# [Your goal]
Only one stretch of the data is wanted: the line containing "Return one point per instance of the bookshelf.", the line containing "(660, 1075)", and every line between them, copied exactly.

(Referring expression pointing data)
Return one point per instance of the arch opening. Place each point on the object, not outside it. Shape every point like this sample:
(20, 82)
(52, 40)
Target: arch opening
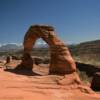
(61, 61)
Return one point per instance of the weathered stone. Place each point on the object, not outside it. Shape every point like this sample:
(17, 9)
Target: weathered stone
(61, 60)
(27, 62)
(95, 85)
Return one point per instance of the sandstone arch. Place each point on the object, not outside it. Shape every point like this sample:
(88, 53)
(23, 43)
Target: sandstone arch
(61, 59)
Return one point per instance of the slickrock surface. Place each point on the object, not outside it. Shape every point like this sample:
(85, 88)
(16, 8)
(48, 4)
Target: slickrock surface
(22, 87)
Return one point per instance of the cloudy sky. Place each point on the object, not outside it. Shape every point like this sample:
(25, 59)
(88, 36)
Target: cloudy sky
(74, 20)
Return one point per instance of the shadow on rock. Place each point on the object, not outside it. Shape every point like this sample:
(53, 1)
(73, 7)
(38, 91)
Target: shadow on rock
(21, 70)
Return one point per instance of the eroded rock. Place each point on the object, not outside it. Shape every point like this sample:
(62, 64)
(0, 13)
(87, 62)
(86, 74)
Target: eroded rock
(61, 60)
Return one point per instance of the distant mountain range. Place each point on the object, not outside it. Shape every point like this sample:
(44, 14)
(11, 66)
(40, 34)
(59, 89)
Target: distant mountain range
(10, 47)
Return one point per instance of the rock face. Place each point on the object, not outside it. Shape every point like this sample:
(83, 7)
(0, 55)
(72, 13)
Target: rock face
(95, 85)
(61, 60)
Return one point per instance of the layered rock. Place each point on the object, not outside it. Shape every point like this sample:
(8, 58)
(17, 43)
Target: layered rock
(61, 59)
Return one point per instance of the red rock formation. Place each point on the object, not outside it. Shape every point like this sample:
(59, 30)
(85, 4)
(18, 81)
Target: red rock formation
(61, 59)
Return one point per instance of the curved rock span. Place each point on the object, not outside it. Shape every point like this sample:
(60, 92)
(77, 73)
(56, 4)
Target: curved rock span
(61, 60)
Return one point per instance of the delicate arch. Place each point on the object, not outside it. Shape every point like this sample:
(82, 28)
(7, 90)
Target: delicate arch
(61, 59)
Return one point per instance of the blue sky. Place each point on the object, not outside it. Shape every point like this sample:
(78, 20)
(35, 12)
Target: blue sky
(74, 20)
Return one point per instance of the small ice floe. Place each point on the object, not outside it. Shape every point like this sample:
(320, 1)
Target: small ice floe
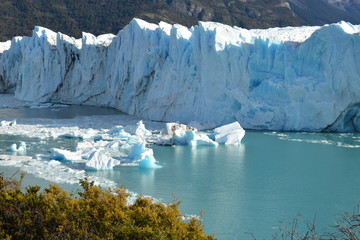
(36, 105)
(8, 123)
(144, 156)
(65, 155)
(202, 126)
(11, 160)
(13, 148)
(80, 134)
(185, 135)
(229, 134)
(100, 161)
(138, 129)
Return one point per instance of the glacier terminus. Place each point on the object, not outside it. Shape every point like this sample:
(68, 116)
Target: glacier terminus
(293, 78)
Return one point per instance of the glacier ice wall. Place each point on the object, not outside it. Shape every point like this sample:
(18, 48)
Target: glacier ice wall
(305, 78)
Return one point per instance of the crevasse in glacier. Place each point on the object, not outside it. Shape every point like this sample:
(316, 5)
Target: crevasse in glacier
(304, 78)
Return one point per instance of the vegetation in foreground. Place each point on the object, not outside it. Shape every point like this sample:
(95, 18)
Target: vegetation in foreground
(104, 214)
(94, 214)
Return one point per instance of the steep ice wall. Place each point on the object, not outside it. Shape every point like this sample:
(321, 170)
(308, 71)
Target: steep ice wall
(305, 78)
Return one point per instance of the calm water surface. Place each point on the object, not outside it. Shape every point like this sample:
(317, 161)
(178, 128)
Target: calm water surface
(269, 178)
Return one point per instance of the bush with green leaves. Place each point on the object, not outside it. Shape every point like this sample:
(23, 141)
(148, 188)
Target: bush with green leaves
(94, 214)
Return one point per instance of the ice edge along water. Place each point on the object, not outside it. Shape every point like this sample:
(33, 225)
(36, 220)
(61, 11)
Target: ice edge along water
(304, 78)
(100, 147)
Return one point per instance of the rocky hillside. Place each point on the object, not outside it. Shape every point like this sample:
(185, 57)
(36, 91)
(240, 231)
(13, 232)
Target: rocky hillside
(18, 17)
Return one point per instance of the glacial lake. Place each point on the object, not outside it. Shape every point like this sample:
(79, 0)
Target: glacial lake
(244, 189)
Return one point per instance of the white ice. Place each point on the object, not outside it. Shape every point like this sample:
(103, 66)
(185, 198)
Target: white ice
(294, 78)
(100, 161)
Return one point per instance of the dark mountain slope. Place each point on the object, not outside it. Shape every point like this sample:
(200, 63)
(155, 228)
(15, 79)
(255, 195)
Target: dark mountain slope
(318, 12)
(18, 17)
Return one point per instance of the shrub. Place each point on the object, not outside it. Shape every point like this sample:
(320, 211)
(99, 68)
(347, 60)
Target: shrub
(94, 214)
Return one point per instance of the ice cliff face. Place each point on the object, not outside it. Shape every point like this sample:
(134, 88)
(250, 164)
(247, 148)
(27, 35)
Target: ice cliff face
(305, 78)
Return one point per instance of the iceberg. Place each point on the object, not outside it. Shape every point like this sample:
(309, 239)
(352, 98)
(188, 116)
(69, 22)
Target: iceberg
(65, 155)
(13, 148)
(229, 134)
(100, 161)
(144, 156)
(294, 78)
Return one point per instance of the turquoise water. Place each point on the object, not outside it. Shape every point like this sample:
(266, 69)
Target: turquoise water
(250, 188)
(270, 177)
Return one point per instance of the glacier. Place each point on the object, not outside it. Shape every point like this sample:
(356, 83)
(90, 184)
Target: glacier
(293, 78)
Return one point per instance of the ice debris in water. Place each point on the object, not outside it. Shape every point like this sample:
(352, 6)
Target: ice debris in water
(184, 135)
(229, 134)
(144, 156)
(64, 155)
(7, 123)
(13, 148)
(116, 146)
(138, 130)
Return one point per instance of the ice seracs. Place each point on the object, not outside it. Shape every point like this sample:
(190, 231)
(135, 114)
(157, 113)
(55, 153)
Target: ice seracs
(294, 78)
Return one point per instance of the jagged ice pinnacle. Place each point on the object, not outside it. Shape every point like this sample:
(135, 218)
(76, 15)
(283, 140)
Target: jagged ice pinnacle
(304, 78)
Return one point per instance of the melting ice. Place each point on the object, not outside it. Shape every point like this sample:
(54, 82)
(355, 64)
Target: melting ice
(101, 143)
(294, 78)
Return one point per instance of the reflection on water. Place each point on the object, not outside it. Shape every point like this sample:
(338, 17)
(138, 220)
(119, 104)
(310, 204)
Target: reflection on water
(247, 188)
(270, 177)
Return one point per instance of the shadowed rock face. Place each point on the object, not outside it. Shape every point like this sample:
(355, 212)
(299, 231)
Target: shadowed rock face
(300, 79)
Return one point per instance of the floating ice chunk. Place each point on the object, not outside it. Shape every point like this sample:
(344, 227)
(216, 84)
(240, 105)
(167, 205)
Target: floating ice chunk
(13, 148)
(76, 133)
(170, 128)
(179, 136)
(22, 147)
(7, 123)
(65, 155)
(144, 156)
(11, 160)
(148, 160)
(229, 134)
(202, 126)
(100, 161)
(138, 130)
(199, 139)
(136, 151)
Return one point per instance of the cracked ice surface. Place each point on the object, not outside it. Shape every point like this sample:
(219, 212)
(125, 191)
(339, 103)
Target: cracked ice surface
(294, 78)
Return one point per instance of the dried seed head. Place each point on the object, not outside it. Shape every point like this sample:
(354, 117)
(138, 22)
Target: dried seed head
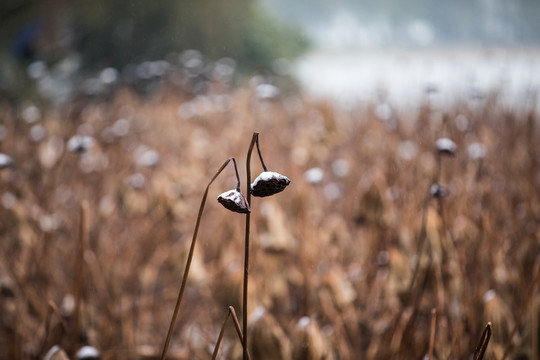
(88, 352)
(5, 161)
(234, 201)
(80, 144)
(56, 353)
(446, 146)
(269, 183)
(438, 191)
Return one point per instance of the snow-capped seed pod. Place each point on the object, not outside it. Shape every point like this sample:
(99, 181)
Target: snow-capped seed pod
(80, 144)
(438, 191)
(88, 352)
(269, 183)
(6, 161)
(446, 146)
(234, 201)
(55, 353)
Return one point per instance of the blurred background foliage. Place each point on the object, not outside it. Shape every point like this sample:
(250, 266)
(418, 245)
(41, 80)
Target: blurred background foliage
(116, 33)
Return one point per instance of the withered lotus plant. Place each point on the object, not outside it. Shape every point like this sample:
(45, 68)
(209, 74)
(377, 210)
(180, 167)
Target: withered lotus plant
(268, 182)
(233, 199)
(190, 258)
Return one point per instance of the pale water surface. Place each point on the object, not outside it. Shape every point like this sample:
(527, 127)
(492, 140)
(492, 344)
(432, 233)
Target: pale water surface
(405, 78)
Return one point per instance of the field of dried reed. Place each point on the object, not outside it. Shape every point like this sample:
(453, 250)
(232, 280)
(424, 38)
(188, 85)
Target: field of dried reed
(383, 245)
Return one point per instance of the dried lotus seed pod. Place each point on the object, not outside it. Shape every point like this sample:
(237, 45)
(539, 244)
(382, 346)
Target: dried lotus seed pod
(269, 183)
(446, 146)
(234, 201)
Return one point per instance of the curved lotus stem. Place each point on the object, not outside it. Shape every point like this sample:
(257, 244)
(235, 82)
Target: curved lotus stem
(189, 259)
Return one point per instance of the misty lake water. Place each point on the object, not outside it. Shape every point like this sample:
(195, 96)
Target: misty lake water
(404, 78)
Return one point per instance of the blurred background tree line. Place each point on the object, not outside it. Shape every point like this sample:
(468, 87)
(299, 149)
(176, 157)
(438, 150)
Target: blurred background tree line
(114, 33)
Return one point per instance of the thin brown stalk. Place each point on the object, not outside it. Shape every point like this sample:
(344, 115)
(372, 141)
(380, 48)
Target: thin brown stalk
(523, 308)
(484, 341)
(254, 139)
(188, 262)
(432, 333)
(52, 310)
(232, 313)
(218, 343)
(78, 278)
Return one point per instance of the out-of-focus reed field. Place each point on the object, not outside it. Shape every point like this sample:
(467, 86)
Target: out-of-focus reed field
(98, 208)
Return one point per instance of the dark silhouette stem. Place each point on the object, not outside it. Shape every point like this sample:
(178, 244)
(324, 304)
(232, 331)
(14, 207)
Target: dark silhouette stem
(260, 156)
(189, 259)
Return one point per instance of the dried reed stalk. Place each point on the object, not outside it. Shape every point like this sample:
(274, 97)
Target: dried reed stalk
(78, 278)
(524, 307)
(432, 333)
(188, 262)
(230, 312)
(484, 341)
(254, 139)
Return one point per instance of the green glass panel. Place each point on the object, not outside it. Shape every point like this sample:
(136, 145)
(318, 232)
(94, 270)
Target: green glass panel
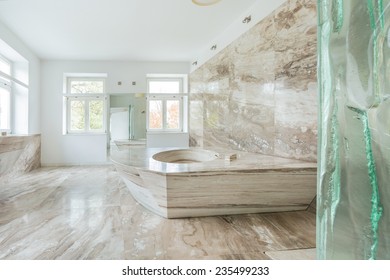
(354, 120)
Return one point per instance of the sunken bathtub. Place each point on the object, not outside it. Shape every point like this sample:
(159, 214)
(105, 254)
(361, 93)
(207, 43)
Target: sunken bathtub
(176, 183)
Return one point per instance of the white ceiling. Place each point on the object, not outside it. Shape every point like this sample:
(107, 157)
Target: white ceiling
(142, 30)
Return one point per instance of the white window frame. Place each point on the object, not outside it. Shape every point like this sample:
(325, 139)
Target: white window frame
(87, 98)
(164, 97)
(5, 83)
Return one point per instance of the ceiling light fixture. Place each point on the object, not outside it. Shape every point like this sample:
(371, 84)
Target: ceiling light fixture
(205, 2)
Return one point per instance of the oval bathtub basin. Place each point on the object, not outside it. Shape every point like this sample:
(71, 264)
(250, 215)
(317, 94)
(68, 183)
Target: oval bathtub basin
(185, 156)
(194, 182)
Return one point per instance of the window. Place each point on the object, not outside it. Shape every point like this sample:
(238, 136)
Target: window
(86, 104)
(5, 95)
(165, 104)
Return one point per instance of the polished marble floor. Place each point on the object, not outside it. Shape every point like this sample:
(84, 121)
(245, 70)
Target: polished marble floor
(87, 213)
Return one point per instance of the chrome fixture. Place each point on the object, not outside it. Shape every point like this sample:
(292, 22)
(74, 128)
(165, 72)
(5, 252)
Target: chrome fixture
(247, 19)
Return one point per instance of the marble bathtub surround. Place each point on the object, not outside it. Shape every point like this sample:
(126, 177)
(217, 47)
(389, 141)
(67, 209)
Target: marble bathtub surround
(19, 154)
(259, 94)
(185, 156)
(73, 213)
(246, 183)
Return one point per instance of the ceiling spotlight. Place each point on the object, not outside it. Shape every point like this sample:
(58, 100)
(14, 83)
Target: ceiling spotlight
(205, 2)
(247, 19)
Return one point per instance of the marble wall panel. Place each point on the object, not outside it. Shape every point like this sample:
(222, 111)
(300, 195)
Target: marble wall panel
(259, 93)
(19, 154)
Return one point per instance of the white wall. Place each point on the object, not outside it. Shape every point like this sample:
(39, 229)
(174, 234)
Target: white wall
(59, 149)
(27, 121)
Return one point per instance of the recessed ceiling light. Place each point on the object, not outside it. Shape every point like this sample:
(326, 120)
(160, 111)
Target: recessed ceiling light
(205, 2)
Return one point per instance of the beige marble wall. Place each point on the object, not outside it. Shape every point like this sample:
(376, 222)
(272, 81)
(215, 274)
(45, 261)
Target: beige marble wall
(19, 154)
(259, 94)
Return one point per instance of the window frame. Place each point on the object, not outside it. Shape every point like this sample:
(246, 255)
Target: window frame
(87, 98)
(164, 97)
(6, 84)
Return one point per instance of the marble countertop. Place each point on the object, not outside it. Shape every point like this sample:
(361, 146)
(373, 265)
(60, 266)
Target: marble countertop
(140, 157)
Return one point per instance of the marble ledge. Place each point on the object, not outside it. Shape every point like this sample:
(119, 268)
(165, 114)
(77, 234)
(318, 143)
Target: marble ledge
(142, 158)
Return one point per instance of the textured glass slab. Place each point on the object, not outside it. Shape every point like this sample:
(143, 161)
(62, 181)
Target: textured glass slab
(353, 221)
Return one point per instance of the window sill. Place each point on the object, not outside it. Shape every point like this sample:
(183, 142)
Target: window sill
(166, 132)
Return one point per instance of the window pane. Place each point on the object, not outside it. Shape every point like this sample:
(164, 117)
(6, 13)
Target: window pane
(155, 114)
(79, 86)
(96, 114)
(5, 67)
(77, 115)
(4, 108)
(164, 87)
(173, 114)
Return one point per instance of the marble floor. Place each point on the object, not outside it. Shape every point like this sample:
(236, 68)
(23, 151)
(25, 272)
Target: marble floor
(87, 213)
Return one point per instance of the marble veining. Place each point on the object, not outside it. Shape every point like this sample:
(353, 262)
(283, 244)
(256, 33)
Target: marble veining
(74, 213)
(19, 154)
(176, 183)
(259, 94)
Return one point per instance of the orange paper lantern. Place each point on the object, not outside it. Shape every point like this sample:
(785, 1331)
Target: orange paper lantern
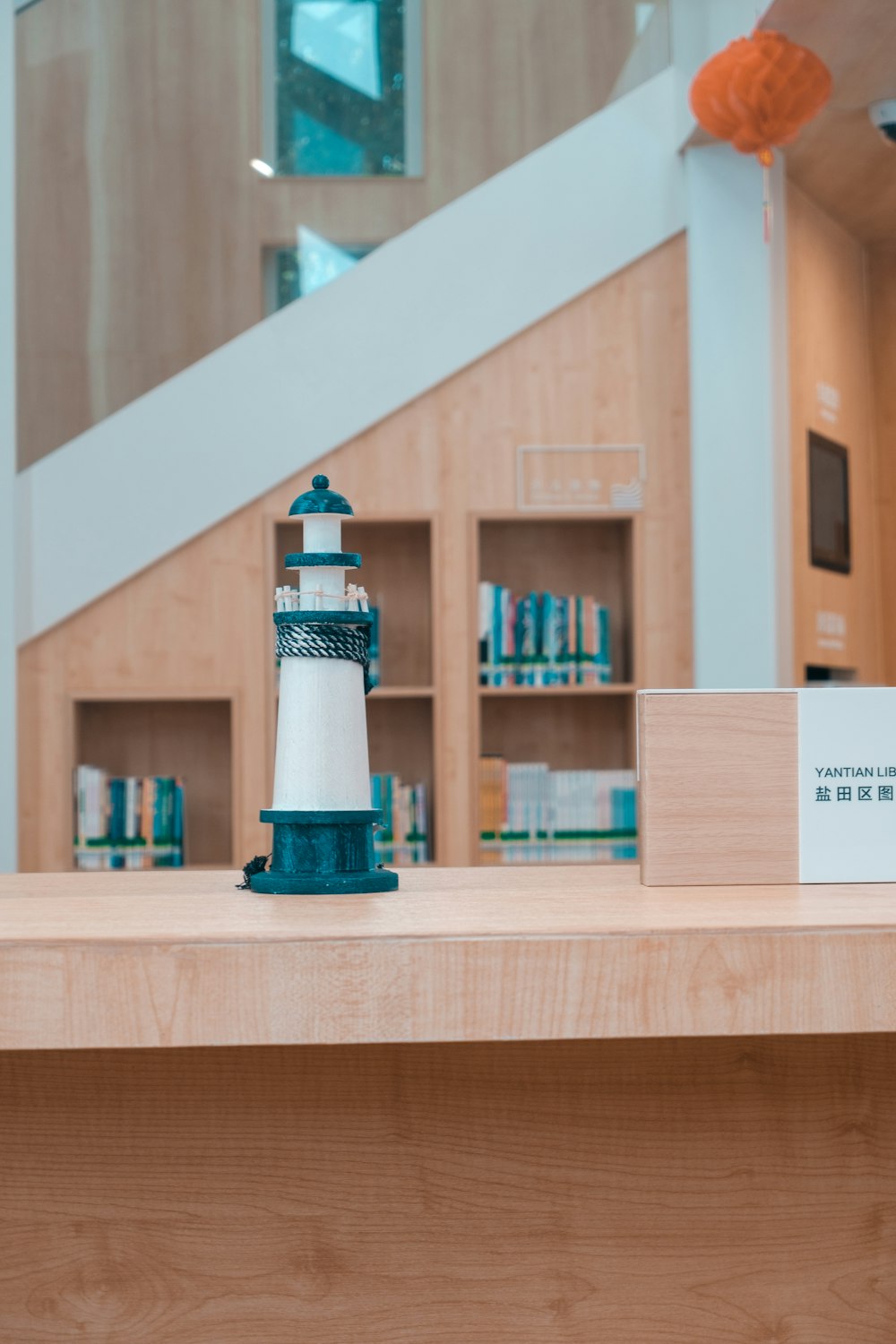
(759, 91)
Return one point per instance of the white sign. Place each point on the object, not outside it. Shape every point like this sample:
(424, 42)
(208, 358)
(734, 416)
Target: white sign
(847, 779)
(594, 478)
(831, 631)
(828, 402)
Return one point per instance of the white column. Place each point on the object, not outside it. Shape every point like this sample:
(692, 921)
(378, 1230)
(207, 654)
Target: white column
(740, 452)
(8, 809)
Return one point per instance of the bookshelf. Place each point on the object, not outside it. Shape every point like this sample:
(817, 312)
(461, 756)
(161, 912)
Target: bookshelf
(398, 569)
(191, 738)
(568, 728)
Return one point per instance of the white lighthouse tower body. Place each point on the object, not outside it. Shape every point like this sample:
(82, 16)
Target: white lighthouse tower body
(322, 814)
(322, 725)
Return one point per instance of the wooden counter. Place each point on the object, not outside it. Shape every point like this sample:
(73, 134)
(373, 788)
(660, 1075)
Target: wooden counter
(410, 1152)
(182, 959)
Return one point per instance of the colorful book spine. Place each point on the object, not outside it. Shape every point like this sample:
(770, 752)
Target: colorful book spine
(403, 836)
(126, 822)
(541, 639)
(374, 669)
(540, 814)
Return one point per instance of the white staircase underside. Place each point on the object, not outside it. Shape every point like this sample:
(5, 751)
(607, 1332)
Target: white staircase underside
(317, 374)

# [Response]
Return one point per instance of the bookshelf. Place each point on the object, not outside it. Shape every point like this sample:
(817, 312)
(461, 756)
(161, 912)
Target: bookshelf
(398, 569)
(191, 738)
(568, 728)
Return one point per instance of the white lighthouse tower body. Place each point on the object, not outside it. Shape every point like this sample:
(82, 16)
Target: white lighthouse tower body
(322, 814)
(322, 725)
Return one point per instance of the wooden counter. Place each point on the object, not outside it. Shape every point like this sample:
(73, 134)
(373, 788)
(660, 1075)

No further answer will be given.